# Jobs in NGO- Johannesburg



## Mimik (Aug 15, 2011)

Hi

I will be moving to Jnb, and have not yet secured a job. Would anyone be able to sign post me any websites or agencies that would be of use. Have always worked with NGO....

Thanks so much

Mi


----------



## Johanna (Apr 13, 2009)

Mimik said:


> Hi
> 
> I will be moving to Jnb, and have not yet secured a job. Would anyone be able to sign post me any websites or agencies that would be of use. Have always worked with NGO....
> 
> ...


What sort of work? Social work , nursing, teaching ?

Are you allowed to work in SA?


----------



## Mimik (Aug 15, 2011)

hi Johanna 

project management/co=ordinator/worker in substance misuse, mental health, young people, domestic violence, equality......

I am awaiting my permanent residence permit(which will give me dual nationality)

thanks


----------



## Johanna (Apr 13, 2009)

Mimik said:


> hi Johanna
> 
> project management/co=ordinator/worker in substance misuse, mental health, young people, domestic violence, equality......
> 
> ...


Hi I hope the following helps:

Find Jobs in NGO and Non-Profit Associations in South Africa | Jobs.co.za - South Africa's Job Portal | Browse Jobs by Industry in SA


----------



## Mimik (Aug 15, 2011)

thanks


----------



## mohana.dam (Jun 6, 2012)

Hey guys!

Just saw ur posts. Wanted to add that I too am shifting to joh. My husband's goin there on work permit. I have applied for dependent from India. I went mad searching for vacancies in NGOs. Nothing except one of two were important info. Please help. However, I have no experience in NGO work, but have in journalism where I used to work with NGOs on social issues. Please suggest how to go about it. Also do i need a work permit before i apply??? but they wnt issue one unless i have a job. catch 22 situation. !!!!


----------
·····
_Challenges_
1) In the Johannesburg NGO jobs thread, list the fields Mimik names after project management in the reply to Johanna.
2) Print the part of the Johannesburg NGO jobs thread that begins at the words "Are you allowed" and ends after "me dual nationality)".
The data after this thread comes from a different source.

_Raw data_
·····
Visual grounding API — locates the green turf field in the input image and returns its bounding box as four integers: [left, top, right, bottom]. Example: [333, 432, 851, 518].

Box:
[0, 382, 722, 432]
·····
_Solutions_
1) substance misuse, mental health, young people, domestic violence, equality

2)
Are you allowed to work in SA?


----------



## Mimik (Aug 15, 2011)

hi Johanna 

project management/co=ordinator/worker in substance misuse, mental health, young people, domestic violence, equality......

I am awaiting my permanent residence permit(which will give me dual nationality)